Page extract -
OK, sorry for that sed line, it is obviously difficult to read but that
is the way sed is.
when you use \( \) constructs, you store the part that is matched between
the "()" under a number (sequentialy affected. so to retreive the result
you use \1 for the first one , \2 for the second one ...
for ths to work, you have to mach the entire line from the 1st char to
the last.
so my script substitute the entire line by what was stored under \2
the line is decomposed by matching :
from the begining every char until "driver" followed by some spaces (and
storing the words before driver under \1 but this will not be used ...)
then store under \2 the next word (limited by a space [should be modified
to allow tabs, comma ...] as a word separator).
then store the end under \3 (don't know why i stored everything but i did
it).
yes, sed is far worst than awk and perl ... but i though this would be
easier to do with sed, maybe i was wrong.
pascal
-----Original Message-----
From: omer ansari [SMTP:[EMAIL PROTECTED]]
Sent: Friday, April 23, 1999 2:12 PM
To: LENGARD Pascal OCISI
Subject: Re: grep for line.

(Location identification entries)
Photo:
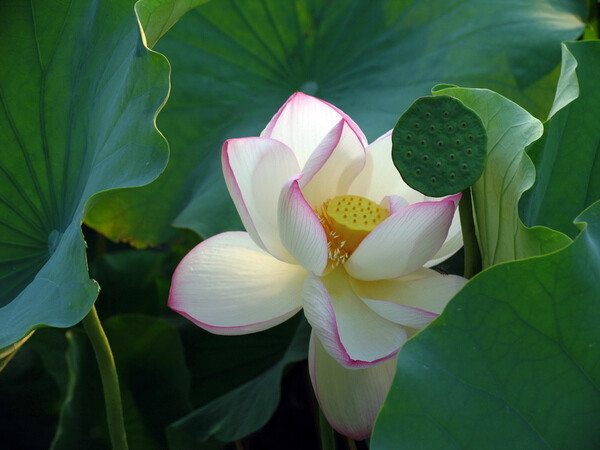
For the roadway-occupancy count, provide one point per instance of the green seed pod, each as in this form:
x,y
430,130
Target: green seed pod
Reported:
x,y
439,146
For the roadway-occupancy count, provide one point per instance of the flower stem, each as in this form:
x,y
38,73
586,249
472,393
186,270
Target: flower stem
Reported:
x,y
110,381
326,432
472,253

Written exercise - Reproduce the passage of the email about sed that starts at the words "when you use" and ends after "second one ...". None of the tasks draw on these entries.

Output for this task -
when you use \( \) constructs, you store the part that is matched between
the "()" under a number (sequentialy affected. so to retreive the result
you use \1 for the first one , \2 for the second one ...